*Exercise*. For each record below, write an exact copy.

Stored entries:

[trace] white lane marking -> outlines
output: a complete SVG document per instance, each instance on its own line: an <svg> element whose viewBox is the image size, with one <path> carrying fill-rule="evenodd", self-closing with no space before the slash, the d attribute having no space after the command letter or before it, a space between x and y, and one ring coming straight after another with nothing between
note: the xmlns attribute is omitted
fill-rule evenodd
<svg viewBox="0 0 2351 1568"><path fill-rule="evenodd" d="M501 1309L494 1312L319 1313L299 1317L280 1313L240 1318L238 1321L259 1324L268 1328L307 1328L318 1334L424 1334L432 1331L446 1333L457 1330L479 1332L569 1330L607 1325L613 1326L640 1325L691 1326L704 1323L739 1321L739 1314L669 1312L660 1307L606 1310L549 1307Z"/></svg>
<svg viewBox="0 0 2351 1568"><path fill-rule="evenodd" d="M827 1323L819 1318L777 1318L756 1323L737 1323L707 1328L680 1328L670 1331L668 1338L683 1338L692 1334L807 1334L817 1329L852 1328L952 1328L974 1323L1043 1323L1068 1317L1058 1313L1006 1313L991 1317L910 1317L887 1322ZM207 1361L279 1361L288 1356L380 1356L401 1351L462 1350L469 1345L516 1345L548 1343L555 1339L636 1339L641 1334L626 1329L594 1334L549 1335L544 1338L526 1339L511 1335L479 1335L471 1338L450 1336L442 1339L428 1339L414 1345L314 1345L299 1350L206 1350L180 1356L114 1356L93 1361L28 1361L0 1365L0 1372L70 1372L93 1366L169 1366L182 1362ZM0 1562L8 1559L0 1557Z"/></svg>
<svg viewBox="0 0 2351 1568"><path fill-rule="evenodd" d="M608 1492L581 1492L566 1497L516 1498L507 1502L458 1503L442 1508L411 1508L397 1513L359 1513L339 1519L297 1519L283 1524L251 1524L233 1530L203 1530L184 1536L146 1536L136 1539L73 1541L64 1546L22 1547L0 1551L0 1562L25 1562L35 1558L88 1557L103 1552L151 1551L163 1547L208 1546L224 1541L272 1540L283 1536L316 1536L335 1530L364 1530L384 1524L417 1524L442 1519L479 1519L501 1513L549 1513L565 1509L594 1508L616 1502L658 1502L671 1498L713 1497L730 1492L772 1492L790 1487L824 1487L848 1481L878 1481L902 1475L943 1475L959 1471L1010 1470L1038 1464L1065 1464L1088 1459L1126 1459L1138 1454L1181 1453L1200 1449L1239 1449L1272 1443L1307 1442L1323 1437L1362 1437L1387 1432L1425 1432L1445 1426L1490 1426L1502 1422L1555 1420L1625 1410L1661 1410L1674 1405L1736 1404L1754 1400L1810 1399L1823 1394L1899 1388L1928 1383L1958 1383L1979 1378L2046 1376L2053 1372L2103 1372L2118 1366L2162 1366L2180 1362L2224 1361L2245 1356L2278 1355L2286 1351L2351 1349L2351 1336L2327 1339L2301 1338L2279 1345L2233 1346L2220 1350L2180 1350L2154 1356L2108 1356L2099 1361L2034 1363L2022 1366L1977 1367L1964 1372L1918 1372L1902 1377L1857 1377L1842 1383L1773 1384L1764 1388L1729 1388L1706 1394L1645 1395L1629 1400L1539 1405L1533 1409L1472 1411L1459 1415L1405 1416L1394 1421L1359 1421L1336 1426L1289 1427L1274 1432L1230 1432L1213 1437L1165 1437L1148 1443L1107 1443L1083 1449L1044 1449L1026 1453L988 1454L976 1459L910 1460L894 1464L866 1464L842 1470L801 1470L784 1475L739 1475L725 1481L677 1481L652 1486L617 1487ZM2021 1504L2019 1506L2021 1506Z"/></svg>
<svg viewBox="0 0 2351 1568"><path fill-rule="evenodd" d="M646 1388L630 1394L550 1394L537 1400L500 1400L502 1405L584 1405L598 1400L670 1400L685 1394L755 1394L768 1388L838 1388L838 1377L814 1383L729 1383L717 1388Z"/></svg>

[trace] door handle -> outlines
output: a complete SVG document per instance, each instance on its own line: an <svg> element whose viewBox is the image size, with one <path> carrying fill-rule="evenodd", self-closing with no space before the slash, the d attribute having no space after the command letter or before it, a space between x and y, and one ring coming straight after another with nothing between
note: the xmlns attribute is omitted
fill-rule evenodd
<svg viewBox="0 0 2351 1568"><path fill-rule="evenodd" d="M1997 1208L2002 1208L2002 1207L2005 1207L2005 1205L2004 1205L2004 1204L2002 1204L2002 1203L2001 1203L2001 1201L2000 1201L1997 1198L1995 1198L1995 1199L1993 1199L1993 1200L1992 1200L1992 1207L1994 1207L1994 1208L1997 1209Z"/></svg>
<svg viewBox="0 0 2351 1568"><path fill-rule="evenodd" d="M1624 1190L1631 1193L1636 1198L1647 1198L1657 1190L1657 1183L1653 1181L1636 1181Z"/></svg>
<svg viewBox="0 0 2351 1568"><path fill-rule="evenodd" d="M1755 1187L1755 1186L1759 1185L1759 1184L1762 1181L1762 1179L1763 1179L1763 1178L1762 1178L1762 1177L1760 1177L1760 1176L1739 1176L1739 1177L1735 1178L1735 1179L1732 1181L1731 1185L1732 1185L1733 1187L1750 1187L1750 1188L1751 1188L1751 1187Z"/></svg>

*The answer*.
[trace] white lane marking -> outlines
output: a complete SVG document per instance, each instance on its own line: an <svg> element whose viewBox is the image size, with one <path> carrying fill-rule="evenodd", self-closing with no space before the slash, the d attribute having no space after the command letter or before it, a space between x and y, and one ring coming straight after another with nothing between
note: the xmlns attribute is omitted
fill-rule evenodd
<svg viewBox="0 0 2351 1568"><path fill-rule="evenodd" d="M501 1309L494 1312L319 1313L299 1317L280 1313L240 1318L238 1321L259 1324L268 1328L307 1328L318 1334L424 1334L432 1331L446 1333L457 1330L479 1332L569 1330L607 1325L613 1326L640 1325L691 1326L704 1323L739 1321L739 1314L669 1312L660 1307L606 1310L549 1307Z"/></svg>
<svg viewBox="0 0 2351 1568"><path fill-rule="evenodd" d="M827 1323L819 1318L777 1318L756 1323L737 1323L707 1328L680 1328L670 1331L668 1338L683 1338L692 1334L807 1334L817 1329L852 1328L952 1328L974 1323L1043 1323L1068 1317L1058 1313L1006 1313L991 1317L910 1317L887 1322ZM207 1361L279 1361L288 1356L380 1356L401 1351L462 1350L469 1345L516 1345L548 1343L555 1339L636 1339L641 1334L626 1329L594 1334L549 1335L544 1338L526 1339L511 1335L479 1335L471 1338L450 1336L442 1339L428 1339L414 1345L314 1345L299 1350L206 1350L180 1356L114 1356L93 1361L28 1361L0 1365L0 1372L70 1372L93 1366L169 1366L182 1362ZM0 1562L8 1559L0 1557Z"/></svg>
<svg viewBox="0 0 2351 1568"><path fill-rule="evenodd" d="M608 1492L581 1492L566 1497L516 1498L507 1502L458 1503L442 1508L411 1508L397 1513L359 1513L339 1519L297 1519L283 1524L251 1524L233 1530L203 1530L184 1536L146 1536L136 1539L73 1541L64 1546L22 1547L0 1551L0 1562L25 1562L35 1558L88 1557L103 1552L151 1551L163 1547L208 1546L224 1541L272 1540L283 1536L316 1536L335 1530L364 1530L384 1524L417 1524L442 1519L479 1519L501 1513L549 1513L565 1509L594 1508L616 1502L658 1502L671 1498L713 1497L730 1492L772 1492L790 1487L824 1487L848 1481L878 1481L902 1475L943 1475L959 1471L1010 1470L1038 1464L1065 1464L1088 1459L1126 1459L1138 1454L1181 1453L1200 1449L1239 1449L1272 1443L1307 1442L1323 1437L1362 1437L1387 1432L1425 1432L1445 1426L1490 1426L1502 1422L1555 1420L1625 1410L1661 1410L1674 1405L1736 1404L1754 1400L1810 1399L1823 1394L1899 1388L1928 1383L1958 1383L1979 1378L2046 1376L2053 1372L2103 1372L2118 1366L2162 1366L2180 1362L2224 1361L2245 1356L2278 1355L2286 1351L2351 1349L2351 1336L2327 1339L2301 1338L2279 1345L2233 1346L2220 1350L2180 1350L2154 1356L2108 1356L2099 1361L2034 1363L2022 1366L1977 1367L1964 1372L1918 1372L1902 1377L1857 1377L1842 1383L1773 1384L1764 1388L1729 1388L1706 1394L1645 1395L1629 1400L1539 1405L1533 1409L1472 1411L1459 1415L1405 1416L1394 1421L1359 1421L1336 1426L1289 1427L1274 1432L1230 1432L1213 1437L1165 1437L1148 1443L1107 1443L1083 1449L1044 1449L1026 1453L988 1454L976 1459L910 1460L894 1464L866 1464L842 1470L801 1470L784 1475L739 1475L725 1481L677 1481L652 1486L617 1487ZM2021 1504L2019 1506L2021 1506Z"/></svg>
<svg viewBox="0 0 2351 1568"><path fill-rule="evenodd" d="M646 1388L630 1394L550 1394L537 1400L500 1400L502 1405L584 1405L598 1400L670 1400L685 1394L755 1394L768 1388L838 1388L838 1377L814 1383L729 1383L717 1388Z"/></svg>

[trace] door handle -> outlines
output: a complete SVG document per instance, each instance on its own line: an <svg> element whose viewBox is the image size, with one <path> carrying fill-rule="evenodd", self-closing with no space before the slash, the d attribute having no space after the command letter or before it, a space between x and y, and one ring coming straight after another with nothing between
note: the xmlns attribute is omitted
fill-rule evenodd
<svg viewBox="0 0 2351 1568"><path fill-rule="evenodd" d="M1997 1208L2002 1208L2002 1207L2005 1207L2005 1205L2004 1205L2004 1204L2002 1204L2002 1203L2001 1203L2001 1201L2000 1201L1997 1198L1995 1198L1995 1199L1993 1199L1993 1200L1992 1200L1992 1207L1994 1207L1994 1208L1997 1209Z"/></svg>
<svg viewBox="0 0 2351 1568"><path fill-rule="evenodd" d="M1624 1190L1631 1193L1636 1198L1647 1198L1657 1190L1657 1183L1653 1181L1636 1181Z"/></svg>
<svg viewBox="0 0 2351 1568"><path fill-rule="evenodd" d="M1755 1187L1755 1186L1759 1185L1759 1184L1762 1181L1762 1179L1763 1179L1763 1178L1762 1178L1762 1177L1760 1177L1760 1176L1739 1176L1739 1177L1735 1178L1735 1179L1732 1181L1731 1185L1732 1185L1733 1187L1750 1187L1750 1188L1751 1188L1751 1187Z"/></svg>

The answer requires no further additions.